Quoted passage:
• • • • • • •

(Closed) Alcohol at Reception Question

posted 4 years ago in Reception
Post # 2
3378 posts
Sugar bee
  • Wedding: December 2011

This calculator might help you have some estimate on how much to buy, since it’s going to vary depending on the length of the reception and the make-up of your guest list (adults, children, heavy drinkers, tee-totalers, etc.).


I’ll just say, from my experience, people had no problem with a limited open bar at our wedding.  We actually only offered wine and beer (there was no liquor available, not even for cash – we had guests who I knew would get crazy with shots, and just didn’t want it to be an option), and I heard no complaints.  People had a lot of fun, and we got a lot of compliments on having kegs of specialty beer available – I think you might get the same response from having your signature drinks in addition to beer and wine.

• • • • • • •

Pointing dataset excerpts
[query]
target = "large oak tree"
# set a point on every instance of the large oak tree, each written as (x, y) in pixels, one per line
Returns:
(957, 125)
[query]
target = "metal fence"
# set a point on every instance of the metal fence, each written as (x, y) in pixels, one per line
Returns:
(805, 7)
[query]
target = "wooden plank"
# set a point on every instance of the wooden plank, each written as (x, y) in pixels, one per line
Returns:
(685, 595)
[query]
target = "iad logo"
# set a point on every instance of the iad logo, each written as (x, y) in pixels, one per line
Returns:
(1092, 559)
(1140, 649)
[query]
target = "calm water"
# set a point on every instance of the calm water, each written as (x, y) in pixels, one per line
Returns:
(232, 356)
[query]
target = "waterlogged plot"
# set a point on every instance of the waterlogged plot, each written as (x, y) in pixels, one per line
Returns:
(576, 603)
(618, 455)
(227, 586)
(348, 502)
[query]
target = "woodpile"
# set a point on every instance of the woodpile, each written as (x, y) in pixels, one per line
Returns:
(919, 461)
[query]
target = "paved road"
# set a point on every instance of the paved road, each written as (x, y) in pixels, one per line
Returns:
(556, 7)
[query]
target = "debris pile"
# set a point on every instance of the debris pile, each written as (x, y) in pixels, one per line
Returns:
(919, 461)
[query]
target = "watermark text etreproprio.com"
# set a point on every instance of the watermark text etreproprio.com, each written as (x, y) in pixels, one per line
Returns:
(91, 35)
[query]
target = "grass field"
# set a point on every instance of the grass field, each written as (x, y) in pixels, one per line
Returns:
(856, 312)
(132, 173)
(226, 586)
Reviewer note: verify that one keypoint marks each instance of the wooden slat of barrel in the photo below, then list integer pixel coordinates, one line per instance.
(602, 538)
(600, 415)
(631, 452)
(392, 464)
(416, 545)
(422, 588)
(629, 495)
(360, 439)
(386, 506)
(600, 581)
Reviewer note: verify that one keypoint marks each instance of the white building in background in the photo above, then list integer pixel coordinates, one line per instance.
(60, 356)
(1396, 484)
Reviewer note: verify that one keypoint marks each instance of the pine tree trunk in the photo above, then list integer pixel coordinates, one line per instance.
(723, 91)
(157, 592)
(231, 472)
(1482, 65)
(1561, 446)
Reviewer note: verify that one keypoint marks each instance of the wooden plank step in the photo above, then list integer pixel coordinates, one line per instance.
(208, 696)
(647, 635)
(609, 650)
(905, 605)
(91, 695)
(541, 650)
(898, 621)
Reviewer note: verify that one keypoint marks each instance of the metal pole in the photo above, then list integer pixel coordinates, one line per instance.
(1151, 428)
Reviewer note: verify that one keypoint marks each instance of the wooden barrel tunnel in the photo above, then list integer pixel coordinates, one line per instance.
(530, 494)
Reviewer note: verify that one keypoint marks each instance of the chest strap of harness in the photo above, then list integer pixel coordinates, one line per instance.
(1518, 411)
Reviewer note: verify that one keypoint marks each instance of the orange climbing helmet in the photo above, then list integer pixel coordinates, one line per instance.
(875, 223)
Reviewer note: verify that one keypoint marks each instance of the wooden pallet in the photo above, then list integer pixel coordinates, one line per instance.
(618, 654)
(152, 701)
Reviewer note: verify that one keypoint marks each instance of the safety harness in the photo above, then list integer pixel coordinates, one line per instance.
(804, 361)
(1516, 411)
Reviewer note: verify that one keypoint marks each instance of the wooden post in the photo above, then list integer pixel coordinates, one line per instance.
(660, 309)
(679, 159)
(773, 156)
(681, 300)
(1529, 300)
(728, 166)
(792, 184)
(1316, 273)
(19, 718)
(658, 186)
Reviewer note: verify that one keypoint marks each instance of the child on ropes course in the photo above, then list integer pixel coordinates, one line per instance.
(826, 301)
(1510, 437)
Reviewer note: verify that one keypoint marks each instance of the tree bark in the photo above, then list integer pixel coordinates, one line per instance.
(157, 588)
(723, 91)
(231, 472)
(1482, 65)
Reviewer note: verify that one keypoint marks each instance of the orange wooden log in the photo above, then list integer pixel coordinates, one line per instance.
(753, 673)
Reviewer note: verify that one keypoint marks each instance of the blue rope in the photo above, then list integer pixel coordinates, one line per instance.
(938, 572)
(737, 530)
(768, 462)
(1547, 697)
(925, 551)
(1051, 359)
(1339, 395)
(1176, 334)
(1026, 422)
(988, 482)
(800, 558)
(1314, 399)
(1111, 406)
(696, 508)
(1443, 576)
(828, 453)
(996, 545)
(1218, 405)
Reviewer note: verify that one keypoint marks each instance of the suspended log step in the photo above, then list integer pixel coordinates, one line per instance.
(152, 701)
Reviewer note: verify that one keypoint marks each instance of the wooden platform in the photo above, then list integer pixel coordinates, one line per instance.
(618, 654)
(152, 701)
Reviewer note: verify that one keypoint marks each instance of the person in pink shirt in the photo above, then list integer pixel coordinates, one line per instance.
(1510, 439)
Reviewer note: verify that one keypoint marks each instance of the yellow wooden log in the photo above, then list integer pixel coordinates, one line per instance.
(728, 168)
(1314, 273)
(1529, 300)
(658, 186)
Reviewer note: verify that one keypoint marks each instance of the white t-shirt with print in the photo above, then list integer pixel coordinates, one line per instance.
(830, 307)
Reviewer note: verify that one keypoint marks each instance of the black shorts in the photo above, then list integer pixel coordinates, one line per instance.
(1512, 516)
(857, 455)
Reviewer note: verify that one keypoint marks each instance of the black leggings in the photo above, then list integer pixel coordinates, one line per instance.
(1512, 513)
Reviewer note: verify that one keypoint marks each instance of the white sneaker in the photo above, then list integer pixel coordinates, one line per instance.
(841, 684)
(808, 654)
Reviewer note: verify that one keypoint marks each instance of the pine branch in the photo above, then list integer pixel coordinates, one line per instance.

• • • • • • •

What is required: Please name the drinks the wedding forum post says were offered at the poster's own wedding. Rely only on the wedding forum post, not the records.

Response to the task: Only wine and beer were offered, with no liquor available, not even for cash.